_Source text:_
--*--
2011-10-24 Thread Jan Kiszka
On 2011-10-24 13:09, Avi Kivity wrote:
 On 10/24/2011 12:19 PM, Jan Kiszka wrote:

 With the new feature it may be worthwhile, but I'd like to see the whole
 thing, with numbers attached.

 It's not a performance issue, it's a resource limitation issue: With the
 new API we can stop worrying about user space device models consuming
 limited IRQ routes of the KVM subsystem.

 
 Only if those devices are in the same process (or have access to the
 vmfd).  Interrupt routing together with irqfd allows you to disaggregate
 the device model.  Instead of providing a competing implementation with
 new limitations, we need to remove the limitations of the old
 implementation.

That depends on where we do the cut. Currently we let the IRQ source
signal an abstract edge on a pre-allocated pseudo IRQ line. But we
cannot build correct MSI-X on top of the current irqfd model as we lack
the level information (for PBA emulation). *) So we either need to
extend the existing model anyway -- or push per-vector masking back to
the IRQ source. In the latter case, it would be a very good chance to
give up on limited pseudo GSIs with static routes and do MSI messaging
from external IRQ sources to KVM directly.
--*--
_Listed records:_
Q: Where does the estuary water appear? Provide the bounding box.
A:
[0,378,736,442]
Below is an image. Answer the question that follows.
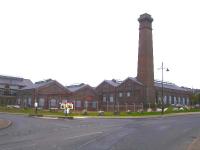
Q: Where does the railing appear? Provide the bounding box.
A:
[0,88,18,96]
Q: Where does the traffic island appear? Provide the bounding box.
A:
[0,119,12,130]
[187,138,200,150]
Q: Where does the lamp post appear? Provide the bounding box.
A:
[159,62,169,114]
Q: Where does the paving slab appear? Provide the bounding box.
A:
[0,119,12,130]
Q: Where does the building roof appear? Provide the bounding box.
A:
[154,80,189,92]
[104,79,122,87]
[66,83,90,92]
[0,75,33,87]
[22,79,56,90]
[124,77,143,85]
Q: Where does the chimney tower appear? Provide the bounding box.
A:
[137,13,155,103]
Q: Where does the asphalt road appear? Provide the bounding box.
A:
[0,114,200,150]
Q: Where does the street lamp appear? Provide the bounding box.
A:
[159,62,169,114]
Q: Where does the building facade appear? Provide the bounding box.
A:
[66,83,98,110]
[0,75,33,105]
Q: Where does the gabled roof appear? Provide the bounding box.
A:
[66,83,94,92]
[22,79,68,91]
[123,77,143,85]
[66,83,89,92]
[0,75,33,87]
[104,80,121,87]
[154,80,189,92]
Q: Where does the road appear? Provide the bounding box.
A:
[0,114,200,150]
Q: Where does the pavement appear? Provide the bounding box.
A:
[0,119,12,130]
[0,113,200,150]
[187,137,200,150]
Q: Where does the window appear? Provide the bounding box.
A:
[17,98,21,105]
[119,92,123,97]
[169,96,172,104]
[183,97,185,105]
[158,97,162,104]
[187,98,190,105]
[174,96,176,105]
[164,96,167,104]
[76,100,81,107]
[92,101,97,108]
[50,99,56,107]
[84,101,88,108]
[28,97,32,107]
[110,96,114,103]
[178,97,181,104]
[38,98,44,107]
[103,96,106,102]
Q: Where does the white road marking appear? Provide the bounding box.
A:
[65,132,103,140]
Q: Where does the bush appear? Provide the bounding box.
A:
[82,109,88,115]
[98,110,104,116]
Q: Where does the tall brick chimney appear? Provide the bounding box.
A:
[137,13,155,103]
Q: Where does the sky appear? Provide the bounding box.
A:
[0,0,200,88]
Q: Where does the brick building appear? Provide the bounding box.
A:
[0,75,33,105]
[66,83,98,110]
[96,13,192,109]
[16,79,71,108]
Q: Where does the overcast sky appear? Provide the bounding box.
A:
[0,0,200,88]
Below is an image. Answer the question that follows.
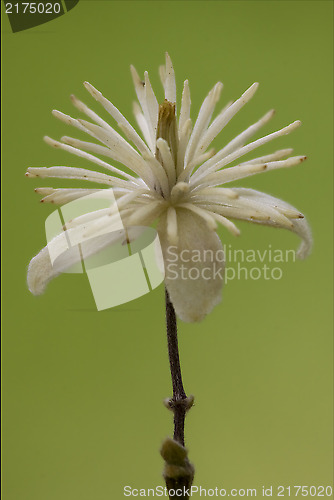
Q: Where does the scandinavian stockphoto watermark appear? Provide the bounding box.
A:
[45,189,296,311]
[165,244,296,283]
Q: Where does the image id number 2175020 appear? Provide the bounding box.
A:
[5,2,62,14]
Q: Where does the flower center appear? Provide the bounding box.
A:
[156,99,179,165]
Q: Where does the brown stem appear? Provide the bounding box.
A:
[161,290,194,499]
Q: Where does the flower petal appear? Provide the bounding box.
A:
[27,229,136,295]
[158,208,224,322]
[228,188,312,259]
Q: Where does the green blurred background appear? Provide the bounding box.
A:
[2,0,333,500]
--*--
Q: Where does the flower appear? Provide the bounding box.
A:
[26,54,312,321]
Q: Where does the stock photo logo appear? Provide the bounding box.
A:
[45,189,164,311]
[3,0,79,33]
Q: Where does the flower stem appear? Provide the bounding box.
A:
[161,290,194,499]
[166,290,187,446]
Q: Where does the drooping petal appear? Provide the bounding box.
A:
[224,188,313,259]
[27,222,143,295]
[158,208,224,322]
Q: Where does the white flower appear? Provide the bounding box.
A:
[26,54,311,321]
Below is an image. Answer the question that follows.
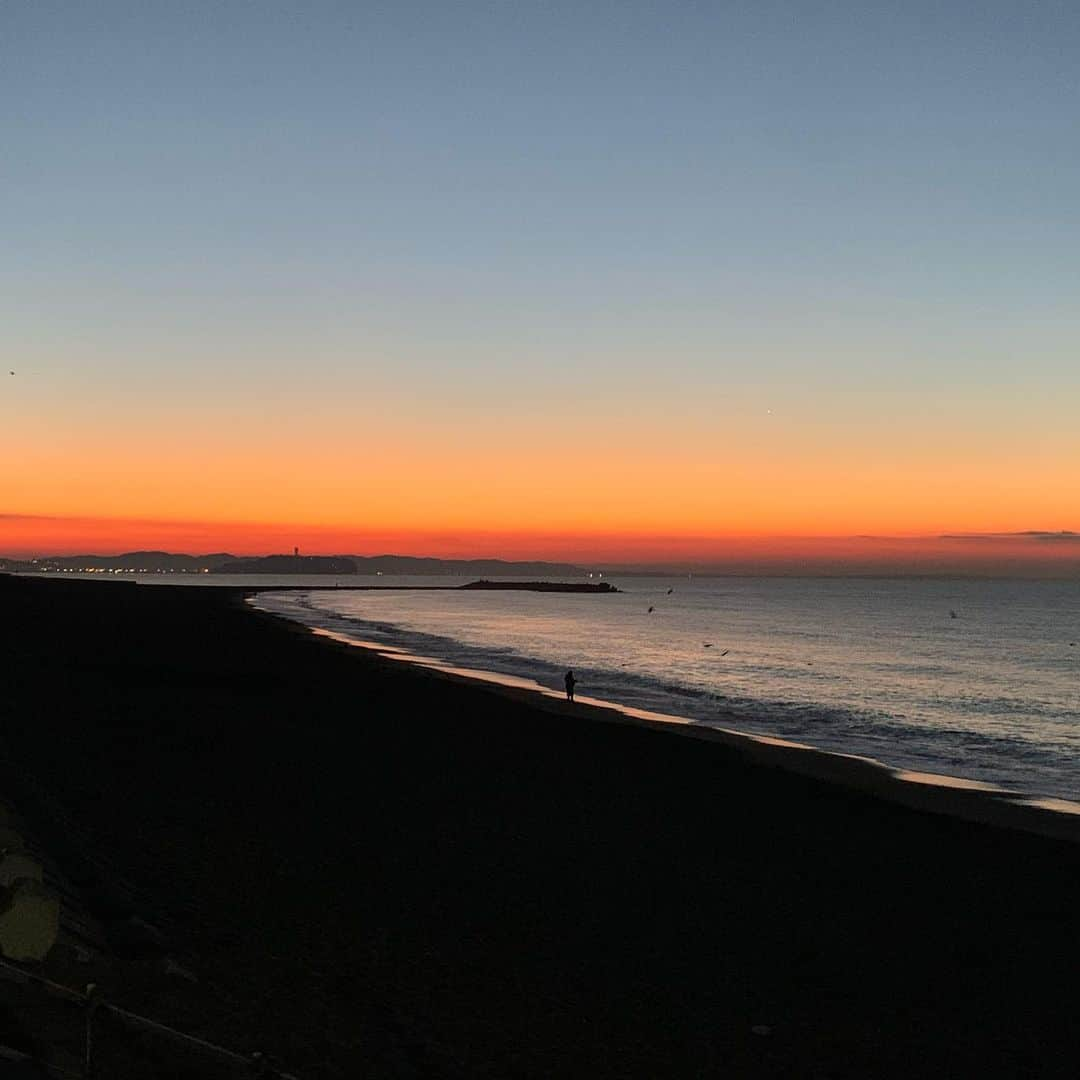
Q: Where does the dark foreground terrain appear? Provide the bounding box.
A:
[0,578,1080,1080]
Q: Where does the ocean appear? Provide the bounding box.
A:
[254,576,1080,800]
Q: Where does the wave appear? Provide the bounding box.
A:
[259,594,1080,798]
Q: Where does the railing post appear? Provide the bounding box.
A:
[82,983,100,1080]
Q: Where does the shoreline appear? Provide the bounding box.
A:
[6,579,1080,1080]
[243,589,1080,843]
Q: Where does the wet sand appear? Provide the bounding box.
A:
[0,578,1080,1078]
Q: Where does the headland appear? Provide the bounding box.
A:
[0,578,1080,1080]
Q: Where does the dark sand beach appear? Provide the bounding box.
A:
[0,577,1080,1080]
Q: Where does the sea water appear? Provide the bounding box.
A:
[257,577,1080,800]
--*--
_Written task 1:_
Answer these about the KVM interrupt-routing thread:
(a) What kind of issue does the thread call it, instead of a performance issue?
(b) What does interrupt routing together with irqfd allow?
(c) What information does the current irqfd model lack for correct MSI-X?
_Written task 2:_ Carry the KVM interrupt-routing thread forward from its last sentence.
The lines have nothing to do with the text.

_Task result 1:_
(a) A resource limitation issue.
(b) It allows the device model to be disaggregated.
(c) The level information, needed for PBA emulation.

_Task result 2:_
But all those considerations affect different APIs than what I'm
proposing here. We will always need a way to inject MSIs in the context
of the VM as there will always be scenarios where devices are better run
in that very same context, for performance or simplicity or whatever
reasons. E.g., I could imagine that one would like to execute an
emulated IRQ remapper rather in the hypervisor context than
over-microkernelized in a separate process.

Jan

*) Realized this while trying to generalize the proposed MSI-X MMIO
acceleration for assigned devices to arbitrary device models, vhost-net,
and specifically vfio.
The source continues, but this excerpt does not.